◆ **Esercizio**
Nel testo sulle criptovalute, quale borsa ha annunciato il lancio del suo primo prodotto sul bitcoin?

◆ **Testo di partenza**
Pubblicato 05.10.2018, 15:25
Aggiornato 09.07.2023, 12:32

Questa mattina ho letto un articolo dal titolo e dai contenuti quantomeno discutibili Le criptovalute sono uno dei tanti modi per separare il denaro dagli stupidi”.

Non ho mai visto qualcosa che contenesse una tale quantità di inesattezze e imprecisioni.

Senza indugio, ho deciso di scrivere un articolo a confutazione di queste bizzarre affermazioni.

Sono riuscito a mantenere un tono pacato, al contrario dell’autore dell’articolo oggetto di discussione che, con grande sprezzo del ridicolo, dà degli stupidi a milioni di investitori (me compreso).

Partiamo dal titolo.

Intanto è quantomeno pretestuoso, se non totalmente inopportuno, insultare letteralmente milioni di investitori sulla base di convinzioni personali (ricordo velocemente che giusto qualche giorno fa la New York Stock Exchange, non esattamente l'ultimo exchange in fondo a destra ha annunciato il lancio del suo primo prodotto sul bitcoin, ma ci torneremo).

◆ **Materiale fornito**
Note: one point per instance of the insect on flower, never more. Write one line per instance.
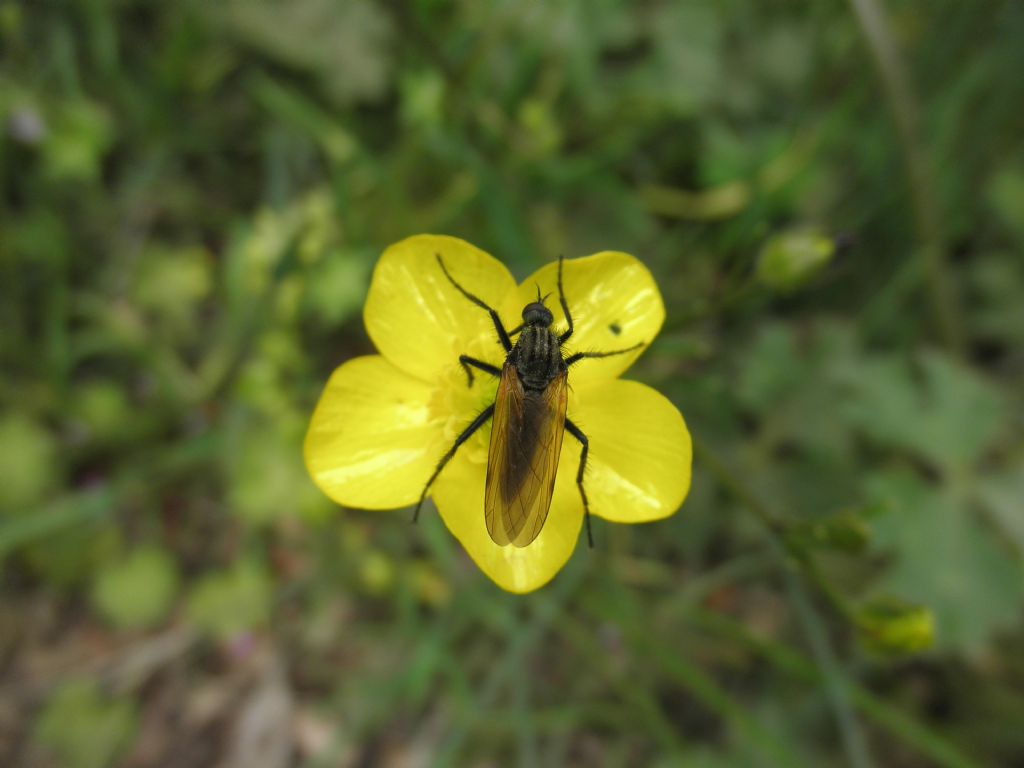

◆ **Risultato**
La New York Stock Exchange.